TRECHO FORNECIDO:

--

Arquiteto: Sou o Arquiteto, eu criei a Matrix, estava a sua espera. Você tem muitas perguntas, e, embora com a consciência alterada, continua irremediavelmente humano. Entenderá algumas respostas e não entenderá outras, e a primeira pergunta é até a mais pertinente, mas, quer você se dê conta, quer não, é também a mais irrelevante.
Neo: Porque estou aqui?
Arquiteto: Sua vida é o resultado de uma equação irregular inerente à programação da Matrix. Você é a eventualidade da anomalia que, por mais que eu me esforce, não consigo eliminar da restante da harmonia de precisão matemática, embora tal fardo seja assiduamente evitado, não é inesperado e, portanto, não está livre de um certo controle e isso levou você inexoravelmente até aqui.
Neo: Não respondeu a minha pergunta.
Arquiteto: É verdade, interessante, foi mais rápido do que os outros.
TV Neos: Outros? Quantos outros? Responda logo.
Arquiteto: A Matrix é mais antiga do que você pensa, prefiro contar o número de anomalias integrais que surgem, neste caso é a sexta versão.

--

REQUISITOS DO EXERCÍCIO:
Transcreva sem alterações o diálogo do trecho fornecido, de "Neo: Porque estou" a "que os outros.".

--

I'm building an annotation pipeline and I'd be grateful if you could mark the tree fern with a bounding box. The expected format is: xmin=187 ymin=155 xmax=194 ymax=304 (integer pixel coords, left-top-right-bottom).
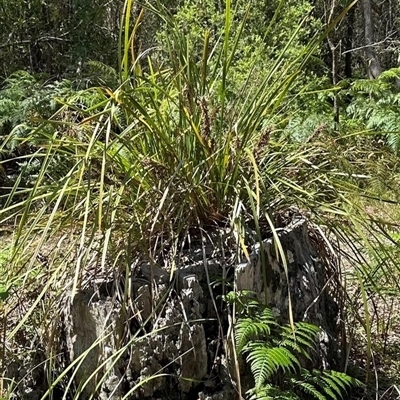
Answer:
xmin=228 ymin=294 xmax=361 ymax=400
xmin=344 ymin=68 xmax=400 ymax=153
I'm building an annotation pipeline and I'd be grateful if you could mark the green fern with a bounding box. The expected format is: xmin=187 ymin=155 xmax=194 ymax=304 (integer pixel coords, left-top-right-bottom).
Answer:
xmin=343 ymin=68 xmax=400 ymax=153
xmin=233 ymin=293 xmax=362 ymax=400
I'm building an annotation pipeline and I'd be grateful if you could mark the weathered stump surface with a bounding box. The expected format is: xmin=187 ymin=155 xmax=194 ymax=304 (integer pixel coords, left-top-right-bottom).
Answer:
xmin=59 ymin=218 xmax=338 ymax=400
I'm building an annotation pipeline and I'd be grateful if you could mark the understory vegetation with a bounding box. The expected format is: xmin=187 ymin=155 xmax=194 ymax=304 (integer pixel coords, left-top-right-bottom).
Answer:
xmin=0 ymin=0 xmax=400 ymax=400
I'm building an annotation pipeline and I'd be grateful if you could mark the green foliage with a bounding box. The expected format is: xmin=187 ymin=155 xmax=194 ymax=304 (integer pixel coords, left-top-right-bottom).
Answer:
xmin=344 ymin=68 xmax=400 ymax=153
xmin=231 ymin=293 xmax=361 ymax=400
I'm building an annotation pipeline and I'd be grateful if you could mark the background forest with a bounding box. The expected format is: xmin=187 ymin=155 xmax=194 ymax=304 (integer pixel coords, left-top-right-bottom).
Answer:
xmin=0 ymin=0 xmax=400 ymax=399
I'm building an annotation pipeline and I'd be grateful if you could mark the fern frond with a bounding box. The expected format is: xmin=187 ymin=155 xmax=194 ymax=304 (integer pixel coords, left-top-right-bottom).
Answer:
xmin=246 ymin=342 xmax=299 ymax=387
xmin=235 ymin=308 xmax=278 ymax=353
xmin=296 ymin=382 xmax=326 ymax=400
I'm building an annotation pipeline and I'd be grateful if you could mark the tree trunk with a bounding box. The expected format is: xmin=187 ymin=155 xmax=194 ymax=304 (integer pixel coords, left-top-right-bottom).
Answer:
xmin=362 ymin=0 xmax=382 ymax=79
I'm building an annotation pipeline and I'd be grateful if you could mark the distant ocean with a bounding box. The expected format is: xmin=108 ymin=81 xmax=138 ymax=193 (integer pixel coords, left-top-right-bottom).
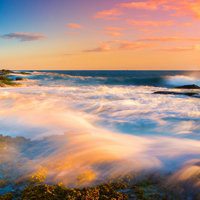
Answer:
xmin=0 ymin=71 xmax=200 ymax=189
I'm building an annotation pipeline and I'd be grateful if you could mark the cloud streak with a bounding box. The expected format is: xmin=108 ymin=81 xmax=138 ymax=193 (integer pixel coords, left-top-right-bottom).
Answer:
xmin=67 ymin=23 xmax=82 ymax=29
xmin=1 ymin=32 xmax=45 ymax=42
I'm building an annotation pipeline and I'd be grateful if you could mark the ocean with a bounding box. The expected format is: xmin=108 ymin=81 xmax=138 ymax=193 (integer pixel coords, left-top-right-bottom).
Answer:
xmin=0 ymin=71 xmax=200 ymax=189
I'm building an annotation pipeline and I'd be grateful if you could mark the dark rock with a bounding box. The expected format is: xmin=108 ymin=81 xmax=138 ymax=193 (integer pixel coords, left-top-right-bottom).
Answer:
xmin=175 ymin=84 xmax=200 ymax=89
xmin=154 ymin=91 xmax=199 ymax=96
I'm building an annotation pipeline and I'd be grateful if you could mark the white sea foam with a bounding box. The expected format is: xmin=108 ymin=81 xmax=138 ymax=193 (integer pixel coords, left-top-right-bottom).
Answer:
xmin=0 ymin=83 xmax=200 ymax=184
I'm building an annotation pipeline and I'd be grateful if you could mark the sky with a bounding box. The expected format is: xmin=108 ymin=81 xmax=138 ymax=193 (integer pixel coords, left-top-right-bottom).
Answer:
xmin=0 ymin=0 xmax=200 ymax=70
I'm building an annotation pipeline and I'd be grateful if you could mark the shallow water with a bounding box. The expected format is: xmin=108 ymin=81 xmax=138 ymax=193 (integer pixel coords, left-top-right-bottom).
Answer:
xmin=0 ymin=71 xmax=200 ymax=188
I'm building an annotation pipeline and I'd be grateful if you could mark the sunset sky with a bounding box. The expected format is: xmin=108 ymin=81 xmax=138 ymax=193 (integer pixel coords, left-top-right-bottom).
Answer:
xmin=0 ymin=0 xmax=200 ymax=70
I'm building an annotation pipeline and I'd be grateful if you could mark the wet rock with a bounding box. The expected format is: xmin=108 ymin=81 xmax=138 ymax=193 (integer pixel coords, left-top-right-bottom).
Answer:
xmin=154 ymin=91 xmax=199 ymax=96
xmin=175 ymin=84 xmax=200 ymax=89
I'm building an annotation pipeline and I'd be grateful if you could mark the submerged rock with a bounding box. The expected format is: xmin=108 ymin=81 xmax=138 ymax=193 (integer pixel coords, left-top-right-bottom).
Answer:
xmin=175 ymin=84 xmax=200 ymax=89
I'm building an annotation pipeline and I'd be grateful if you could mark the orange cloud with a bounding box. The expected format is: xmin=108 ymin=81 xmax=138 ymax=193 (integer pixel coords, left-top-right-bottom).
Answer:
xmin=105 ymin=26 xmax=124 ymax=37
xmin=119 ymin=41 xmax=150 ymax=50
xmin=138 ymin=37 xmax=200 ymax=42
xmin=1 ymin=32 xmax=45 ymax=42
xmin=159 ymin=46 xmax=197 ymax=52
xmin=67 ymin=23 xmax=82 ymax=29
xmin=120 ymin=1 xmax=158 ymax=10
xmin=95 ymin=9 xmax=122 ymax=20
xmin=128 ymin=20 xmax=174 ymax=27
xmin=84 ymin=40 xmax=154 ymax=52
xmin=83 ymin=43 xmax=111 ymax=53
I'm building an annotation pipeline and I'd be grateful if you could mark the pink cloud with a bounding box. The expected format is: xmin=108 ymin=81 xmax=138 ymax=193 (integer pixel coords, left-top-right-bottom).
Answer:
xmin=95 ymin=8 xmax=122 ymax=20
xmin=119 ymin=41 xmax=151 ymax=50
xmin=83 ymin=43 xmax=111 ymax=53
xmin=105 ymin=26 xmax=124 ymax=37
xmin=67 ymin=23 xmax=82 ymax=29
xmin=138 ymin=37 xmax=200 ymax=42
xmin=128 ymin=20 xmax=174 ymax=27
xmin=120 ymin=1 xmax=158 ymax=10
xmin=158 ymin=46 xmax=196 ymax=52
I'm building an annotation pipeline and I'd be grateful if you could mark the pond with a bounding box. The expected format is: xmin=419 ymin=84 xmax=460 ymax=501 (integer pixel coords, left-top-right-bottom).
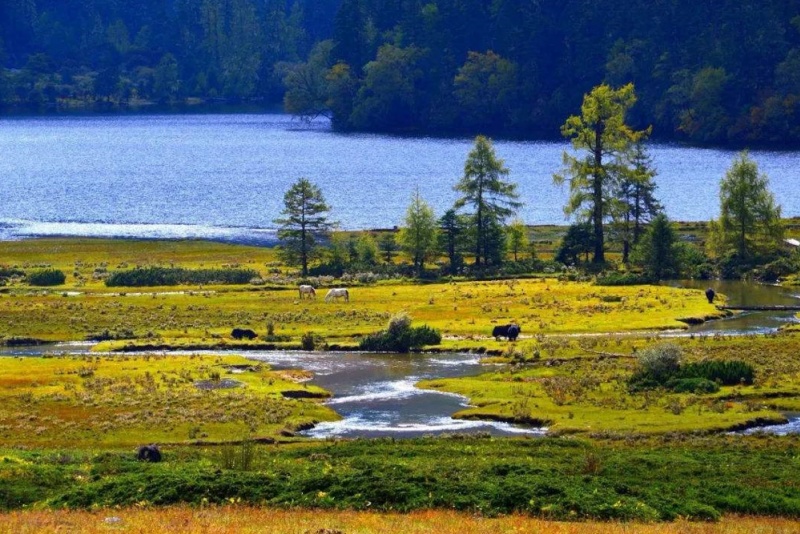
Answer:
xmin=666 ymin=280 xmax=800 ymax=335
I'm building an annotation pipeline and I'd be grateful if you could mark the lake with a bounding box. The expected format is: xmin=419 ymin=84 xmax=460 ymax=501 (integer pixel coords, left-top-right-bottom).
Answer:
xmin=0 ymin=114 xmax=800 ymax=242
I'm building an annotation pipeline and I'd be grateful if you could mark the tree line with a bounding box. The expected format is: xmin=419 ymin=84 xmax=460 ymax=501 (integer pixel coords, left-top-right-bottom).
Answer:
xmin=275 ymin=84 xmax=788 ymax=282
xmin=0 ymin=0 xmax=800 ymax=146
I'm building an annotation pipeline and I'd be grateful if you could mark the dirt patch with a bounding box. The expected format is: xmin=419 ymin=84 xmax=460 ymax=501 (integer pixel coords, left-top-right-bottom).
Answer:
xmin=194 ymin=378 xmax=244 ymax=390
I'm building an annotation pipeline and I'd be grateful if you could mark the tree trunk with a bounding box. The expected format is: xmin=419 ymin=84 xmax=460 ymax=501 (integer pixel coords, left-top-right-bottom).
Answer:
xmin=592 ymin=122 xmax=606 ymax=263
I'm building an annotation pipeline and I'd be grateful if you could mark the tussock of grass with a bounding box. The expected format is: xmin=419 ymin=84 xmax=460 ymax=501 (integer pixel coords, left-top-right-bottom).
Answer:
xmin=418 ymin=334 xmax=800 ymax=434
xmin=0 ymin=355 xmax=337 ymax=447
xmin=0 ymin=239 xmax=721 ymax=349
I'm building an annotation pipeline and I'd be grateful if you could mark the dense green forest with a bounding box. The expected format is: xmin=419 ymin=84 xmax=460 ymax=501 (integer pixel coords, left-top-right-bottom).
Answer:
xmin=0 ymin=0 xmax=800 ymax=146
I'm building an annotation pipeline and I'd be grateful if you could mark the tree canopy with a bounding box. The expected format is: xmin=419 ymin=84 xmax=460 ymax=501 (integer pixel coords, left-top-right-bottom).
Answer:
xmin=553 ymin=84 xmax=649 ymax=263
xmin=398 ymin=190 xmax=437 ymax=275
xmin=0 ymin=0 xmax=800 ymax=146
xmin=275 ymin=178 xmax=332 ymax=276
xmin=716 ymin=152 xmax=783 ymax=259
xmin=454 ymin=135 xmax=522 ymax=267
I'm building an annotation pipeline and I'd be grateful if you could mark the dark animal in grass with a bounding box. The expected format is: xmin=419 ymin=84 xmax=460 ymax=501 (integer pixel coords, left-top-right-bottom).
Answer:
xmin=136 ymin=445 xmax=161 ymax=462
xmin=492 ymin=323 xmax=522 ymax=341
xmin=231 ymin=328 xmax=258 ymax=339
xmin=706 ymin=287 xmax=717 ymax=304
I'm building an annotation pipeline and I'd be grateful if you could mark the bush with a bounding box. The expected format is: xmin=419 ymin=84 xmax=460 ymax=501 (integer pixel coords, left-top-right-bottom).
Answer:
xmin=667 ymin=377 xmax=719 ymax=395
xmin=628 ymin=343 xmax=681 ymax=391
xmin=680 ymin=360 xmax=755 ymax=386
xmin=0 ymin=266 xmax=25 ymax=279
xmin=28 ymin=269 xmax=67 ymax=286
xmin=300 ymin=332 xmax=325 ymax=351
xmin=358 ymin=313 xmax=442 ymax=352
xmin=639 ymin=343 xmax=681 ymax=384
xmin=106 ymin=267 xmax=260 ymax=287
xmin=594 ymin=272 xmax=651 ymax=286
xmin=757 ymin=257 xmax=800 ymax=283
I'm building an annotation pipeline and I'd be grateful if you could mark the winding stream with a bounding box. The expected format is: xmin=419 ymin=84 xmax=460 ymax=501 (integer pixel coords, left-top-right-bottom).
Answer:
xmin=0 ymin=281 xmax=800 ymax=438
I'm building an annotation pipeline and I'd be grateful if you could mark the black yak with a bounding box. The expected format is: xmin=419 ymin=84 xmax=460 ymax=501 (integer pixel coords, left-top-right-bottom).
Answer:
xmin=136 ymin=445 xmax=161 ymax=462
xmin=492 ymin=323 xmax=522 ymax=341
xmin=231 ymin=328 xmax=258 ymax=339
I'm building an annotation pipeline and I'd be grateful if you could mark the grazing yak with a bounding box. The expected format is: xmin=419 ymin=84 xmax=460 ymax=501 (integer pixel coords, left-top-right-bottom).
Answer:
xmin=706 ymin=287 xmax=717 ymax=304
xmin=136 ymin=445 xmax=161 ymax=462
xmin=231 ymin=328 xmax=258 ymax=339
xmin=492 ymin=323 xmax=522 ymax=341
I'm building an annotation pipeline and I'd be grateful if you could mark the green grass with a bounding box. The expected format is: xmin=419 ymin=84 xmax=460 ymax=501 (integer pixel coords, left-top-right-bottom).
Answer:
xmin=418 ymin=334 xmax=800 ymax=435
xmin=0 ymin=437 xmax=800 ymax=521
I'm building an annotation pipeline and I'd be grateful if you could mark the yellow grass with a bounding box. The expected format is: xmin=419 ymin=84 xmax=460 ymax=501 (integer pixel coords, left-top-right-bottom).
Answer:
xmin=0 ymin=506 xmax=800 ymax=534
xmin=0 ymin=355 xmax=337 ymax=448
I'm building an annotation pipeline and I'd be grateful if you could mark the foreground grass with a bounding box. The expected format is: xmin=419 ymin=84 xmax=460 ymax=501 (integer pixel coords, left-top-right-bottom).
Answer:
xmin=0 ymin=506 xmax=800 ymax=534
xmin=0 ymin=436 xmax=800 ymax=521
xmin=418 ymin=333 xmax=800 ymax=434
xmin=0 ymin=355 xmax=337 ymax=448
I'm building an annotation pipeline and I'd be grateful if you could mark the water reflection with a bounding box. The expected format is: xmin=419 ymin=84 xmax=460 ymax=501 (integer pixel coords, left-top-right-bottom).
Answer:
xmin=251 ymin=352 xmax=544 ymax=438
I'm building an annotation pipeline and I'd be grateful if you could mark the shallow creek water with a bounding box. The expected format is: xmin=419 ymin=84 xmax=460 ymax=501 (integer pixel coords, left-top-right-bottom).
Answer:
xmin=0 ymin=281 xmax=800 ymax=438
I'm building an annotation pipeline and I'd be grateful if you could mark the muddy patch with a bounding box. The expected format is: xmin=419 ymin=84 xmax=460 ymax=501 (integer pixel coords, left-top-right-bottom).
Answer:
xmin=194 ymin=378 xmax=244 ymax=390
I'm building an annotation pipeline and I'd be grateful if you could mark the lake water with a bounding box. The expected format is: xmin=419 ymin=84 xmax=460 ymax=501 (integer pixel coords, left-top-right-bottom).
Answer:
xmin=0 ymin=114 xmax=800 ymax=242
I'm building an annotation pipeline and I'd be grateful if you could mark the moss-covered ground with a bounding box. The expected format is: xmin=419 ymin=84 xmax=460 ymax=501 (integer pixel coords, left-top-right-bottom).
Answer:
xmin=0 ymin=239 xmax=800 ymax=532
xmin=418 ymin=334 xmax=800 ymax=434
xmin=0 ymin=355 xmax=337 ymax=448
xmin=0 ymin=239 xmax=720 ymax=350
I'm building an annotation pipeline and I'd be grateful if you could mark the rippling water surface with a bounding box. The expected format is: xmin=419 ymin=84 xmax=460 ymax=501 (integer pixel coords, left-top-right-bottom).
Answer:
xmin=0 ymin=114 xmax=800 ymax=241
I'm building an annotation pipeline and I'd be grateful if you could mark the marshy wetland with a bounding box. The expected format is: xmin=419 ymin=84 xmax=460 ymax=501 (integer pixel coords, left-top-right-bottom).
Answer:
xmin=0 ymin=239 xmax=800 ymax=532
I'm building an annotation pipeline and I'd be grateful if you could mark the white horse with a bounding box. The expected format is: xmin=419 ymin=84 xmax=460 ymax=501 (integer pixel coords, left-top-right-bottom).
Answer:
xmin=325 ymin=287 xmax=350 ymax=302
xmin=299 ymin=285 xmax=317 ymax=300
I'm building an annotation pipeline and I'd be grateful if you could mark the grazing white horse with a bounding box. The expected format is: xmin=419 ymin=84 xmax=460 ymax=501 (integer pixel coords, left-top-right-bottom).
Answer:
xmin=325 ymin=287 xmax=350 ymax=302
xmin=299 ymin=285 xmax=317 ymax=300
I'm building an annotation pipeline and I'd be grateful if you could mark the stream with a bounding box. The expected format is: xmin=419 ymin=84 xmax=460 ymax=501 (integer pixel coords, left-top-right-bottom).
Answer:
xmin=0 ymin=281 xmax=800 ymax=438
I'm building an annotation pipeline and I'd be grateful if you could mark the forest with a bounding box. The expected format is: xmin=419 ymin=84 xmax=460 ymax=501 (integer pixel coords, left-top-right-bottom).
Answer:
xmin=0 ymin=0 xmax=800 ymax=147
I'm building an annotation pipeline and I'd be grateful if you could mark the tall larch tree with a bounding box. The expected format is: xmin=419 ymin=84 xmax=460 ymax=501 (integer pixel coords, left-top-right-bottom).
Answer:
xmin=714 ymin=152 xmax=783 ymax=259
xmin=274 ymin=178 xmax=333 ymax=276
xmin=553 ymin=84 xmax=649 ymax=263
xmin=454 ymin=135 xmax=522 ymax=267
xmin=614 ymin=142 xmax=662 ymax=263
xmin=397 ymin=190 xmax=438 ymax=276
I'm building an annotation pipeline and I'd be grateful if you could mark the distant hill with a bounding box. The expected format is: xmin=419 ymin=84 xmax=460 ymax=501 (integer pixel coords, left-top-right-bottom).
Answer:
xmin=0 ymin=0 xmax=800 ymax=147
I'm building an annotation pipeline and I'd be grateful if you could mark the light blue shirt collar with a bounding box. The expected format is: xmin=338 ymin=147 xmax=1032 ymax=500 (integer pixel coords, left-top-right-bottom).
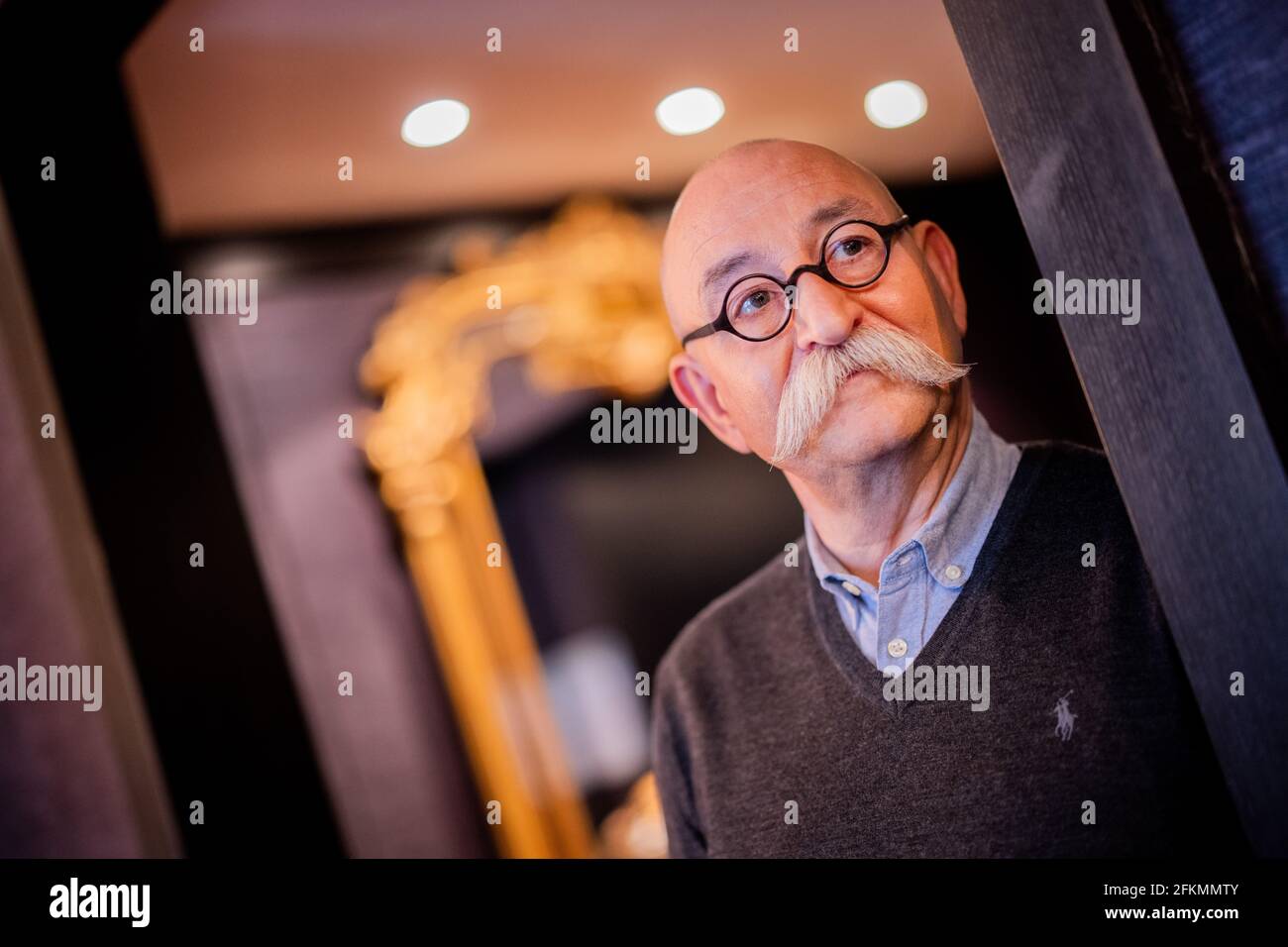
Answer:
xmin=805 ymin=406 xmax=1020 ymax=595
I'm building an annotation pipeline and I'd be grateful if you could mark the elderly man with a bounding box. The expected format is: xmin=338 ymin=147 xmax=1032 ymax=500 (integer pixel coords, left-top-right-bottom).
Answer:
xmin=653 ymin=141 xmax=1244 ymax=857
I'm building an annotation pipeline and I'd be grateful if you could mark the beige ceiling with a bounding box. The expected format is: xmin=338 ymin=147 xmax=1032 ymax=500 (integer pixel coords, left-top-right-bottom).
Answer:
xmin=125 ymin=0 xmax=997 ymax=235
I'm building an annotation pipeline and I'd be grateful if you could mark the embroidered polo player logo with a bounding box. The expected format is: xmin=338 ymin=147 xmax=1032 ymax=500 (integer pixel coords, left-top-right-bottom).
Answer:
xmin=1051 ymin=690 xmax=1078 ymax=741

--

RESULTADO FINAL:
Neo: Porque estou aqui?
Arquiteto: Sua vida é o resultado de uma equação irregular inerente à programação da Matrix. Você é a eventualidade da anomalia que, por mais que eu me esforce, não consigo eliminar da restante da harmonia de precisão matemática, embora tal fardo seja assiduamente evitado, não é inesperado e, portanto, não está livre de um certo controle e isso levou você inexoravelmente até aqui.
Neo: Não respondeu a minha pergunta.
Arquiteto: É verdade, interessante, foi mais rápido do que os outros.